■ **What is expected**: What you return should match every entry, character for character.

Stored items from a collection
_ _ _ _ _ _ _
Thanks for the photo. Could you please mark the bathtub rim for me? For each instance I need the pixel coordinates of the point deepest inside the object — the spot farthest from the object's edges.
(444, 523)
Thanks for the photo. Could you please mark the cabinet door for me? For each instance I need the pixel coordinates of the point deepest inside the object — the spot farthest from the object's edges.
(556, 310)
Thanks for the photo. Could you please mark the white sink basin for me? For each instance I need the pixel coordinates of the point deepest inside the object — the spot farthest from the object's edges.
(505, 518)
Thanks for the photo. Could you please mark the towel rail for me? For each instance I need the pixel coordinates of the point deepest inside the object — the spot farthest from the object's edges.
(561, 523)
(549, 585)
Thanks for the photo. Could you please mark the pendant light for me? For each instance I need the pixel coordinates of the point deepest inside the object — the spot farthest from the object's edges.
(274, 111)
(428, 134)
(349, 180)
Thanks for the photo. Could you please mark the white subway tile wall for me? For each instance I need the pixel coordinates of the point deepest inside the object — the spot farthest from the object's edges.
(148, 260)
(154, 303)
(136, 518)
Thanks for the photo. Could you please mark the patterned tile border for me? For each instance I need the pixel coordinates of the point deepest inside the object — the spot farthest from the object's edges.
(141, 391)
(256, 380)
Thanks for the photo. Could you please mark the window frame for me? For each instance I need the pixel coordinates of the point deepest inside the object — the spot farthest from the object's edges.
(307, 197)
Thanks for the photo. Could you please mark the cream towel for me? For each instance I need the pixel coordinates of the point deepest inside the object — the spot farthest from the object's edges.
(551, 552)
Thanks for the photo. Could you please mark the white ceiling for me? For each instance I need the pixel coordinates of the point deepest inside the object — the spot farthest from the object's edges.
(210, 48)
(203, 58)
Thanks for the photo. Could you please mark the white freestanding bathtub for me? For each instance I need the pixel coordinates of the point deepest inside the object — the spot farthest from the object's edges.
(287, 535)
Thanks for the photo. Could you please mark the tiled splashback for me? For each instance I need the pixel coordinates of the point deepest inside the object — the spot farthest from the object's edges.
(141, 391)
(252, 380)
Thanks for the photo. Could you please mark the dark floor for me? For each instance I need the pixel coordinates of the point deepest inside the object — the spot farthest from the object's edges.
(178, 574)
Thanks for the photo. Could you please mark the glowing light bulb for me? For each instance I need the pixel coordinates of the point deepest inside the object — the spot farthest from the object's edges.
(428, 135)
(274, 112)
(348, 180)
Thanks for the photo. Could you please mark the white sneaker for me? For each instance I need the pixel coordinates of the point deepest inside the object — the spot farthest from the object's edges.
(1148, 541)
_ _ _ _ _ _ _
■ **Answer box**:
Thanks for the photo. Could you please mark the bathtub rim for me? For each instance I need the pixel coordinates of the point deepest inside the object — the spot farthest from the object's edges.
(444, 523)
Thanks for the photo. Could you please mark the cabinet door for me? For each instance I need the pixel coordinates of the point deepest inside the object — the spot farthest from the object's edges.
(556, 310)
Thanks for the photo. Could you please mark the white sink basin for me? For each instance I need the pixel coordinates of the point deepest inside the object — the spot farthest from the object's edges.
(505, 518)
Thanks for the photo. Could you please mark the towel rail for me? For each instance I need the pixel coordinates of the point deepest inside the object — the spot farthest from the object's edges.
(561, 523)
(549, 585)
Thanks for the photo. Could you please mark the pendant light for me? For each instance I need the pixel coordinates of the point deepest inside the object — the spot farthest from the object's edges.
(274, 111)
(428, 134)
(349, 180)
Thanks for the photo. Could you please mark the white subway tile wall for me? For each instance I need the pixel coordinates of the point deepest inside the object — the spot farthest from the object's edges.
(148, 260)
(154, 303)
(136, 518)
Thanks for the photo. Could you please mark the patterned tile border for me? For each instance I need the pixel coordinates of the point deepest inside the object — the spot farthest from the object's edges.
(141, 391)
(256, 380)
Thanks for the photo. Could you please mark the window frame for me? For each instance I need the pixel coordinates of the point deepest inside the object — the spot farthest from the object's edges.
(307, 197)
Thanks for the photo. Could you please mark the cream towel for me? For each instance I need the pixel coordinates of the point deepest inside the object — the spot farthest from the object's edges.
(551, 552)
Thanks for the photo. Could you please mark the white ceiling for me? For each instance I need the pixel coordinates of the point deepest inside the object — the spot farthest from the object's edges.
(210, 48)
(203, 58)
Thanks for the photo. Could you please mark the white freestanding bathtub for me? For each instance I need the pixel coordinates of the point deepest inside the object — the spot farthest from the object's edges.
(287, 535)
Thanks for the photo. Could you please mark the tiled splashback for me? For each instance I need the pixel coordinates of the point deepest inside the object — the spot farthest from the object's edges.
(141, 391)
(252, 380)
Thanks for the photo. Could you please mark the dark floor for me? For each instance I need the pixel coordinates of the point deepest inside the object — the spot farthest from the object's edges.
(178, 574)
Thanks for the photo. Could you please mark the glowing light bulb for me? For each instance I need the pixel coordinates of the point deepest inside the object — the spot farthest from the object's edges.
(428, 135)
(274, 112)
(348, 180)
Thanks for the photo. Could you please mark the white sneaker for me? For each instance I need the pixel coordinates of the point deepest inside the object — the spot farthest from the object's edges.
(1148, 541)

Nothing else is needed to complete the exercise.